• _Work to be completed_: Please filter the data below down to the lines holding the string "with".

• _Working data_:
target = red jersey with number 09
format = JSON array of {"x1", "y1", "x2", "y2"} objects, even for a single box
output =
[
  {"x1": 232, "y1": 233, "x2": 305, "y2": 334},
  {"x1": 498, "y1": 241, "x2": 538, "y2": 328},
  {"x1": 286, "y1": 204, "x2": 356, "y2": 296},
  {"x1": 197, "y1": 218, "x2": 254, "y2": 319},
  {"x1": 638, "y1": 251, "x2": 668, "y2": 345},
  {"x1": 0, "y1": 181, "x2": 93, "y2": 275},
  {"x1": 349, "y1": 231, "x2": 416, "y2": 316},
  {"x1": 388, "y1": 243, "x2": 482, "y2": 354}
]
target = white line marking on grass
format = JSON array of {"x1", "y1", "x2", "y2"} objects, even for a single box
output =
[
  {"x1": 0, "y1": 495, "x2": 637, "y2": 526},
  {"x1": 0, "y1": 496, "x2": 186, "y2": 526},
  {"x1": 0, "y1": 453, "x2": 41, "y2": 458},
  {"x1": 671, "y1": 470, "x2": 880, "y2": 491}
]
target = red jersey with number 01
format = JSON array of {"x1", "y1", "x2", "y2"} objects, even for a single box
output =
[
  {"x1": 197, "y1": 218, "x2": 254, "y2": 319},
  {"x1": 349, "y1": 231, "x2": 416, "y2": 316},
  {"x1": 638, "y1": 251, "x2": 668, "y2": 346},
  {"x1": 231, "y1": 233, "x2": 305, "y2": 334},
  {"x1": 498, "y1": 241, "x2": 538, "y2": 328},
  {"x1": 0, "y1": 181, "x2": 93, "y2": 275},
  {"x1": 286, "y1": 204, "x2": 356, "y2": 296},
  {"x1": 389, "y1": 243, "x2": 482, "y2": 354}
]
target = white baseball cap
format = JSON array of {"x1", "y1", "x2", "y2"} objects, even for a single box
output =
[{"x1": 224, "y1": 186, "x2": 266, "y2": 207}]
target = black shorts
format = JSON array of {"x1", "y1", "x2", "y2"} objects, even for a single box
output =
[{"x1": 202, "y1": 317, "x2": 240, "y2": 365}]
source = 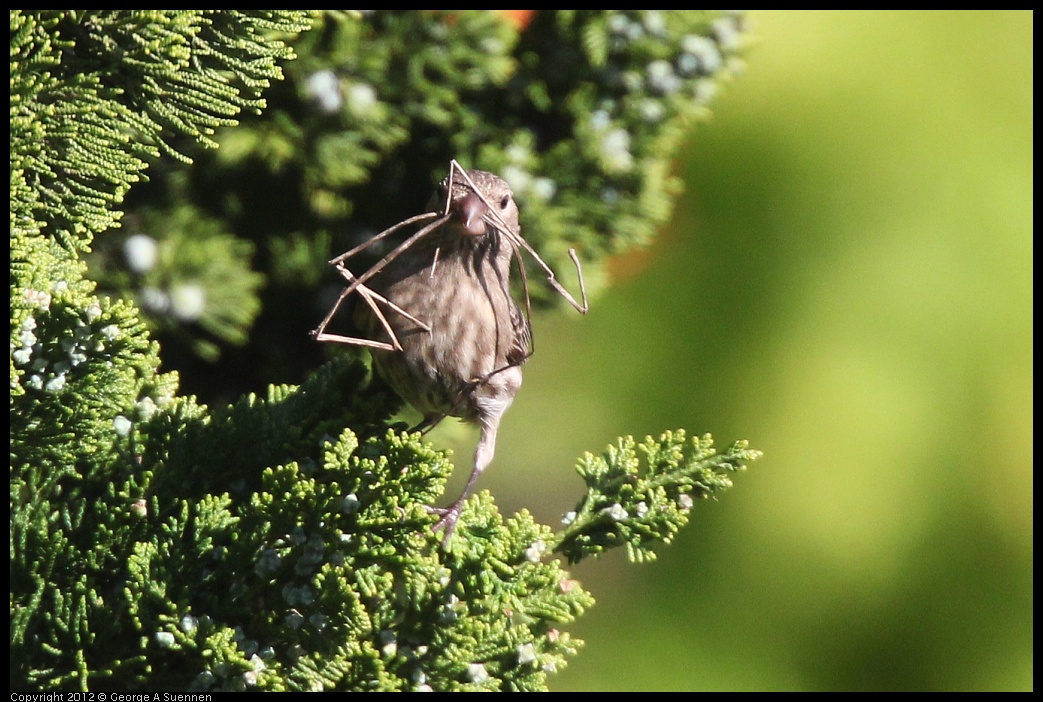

• _Answer box_:
target = red jersey with number 09
target = red jersey with number 01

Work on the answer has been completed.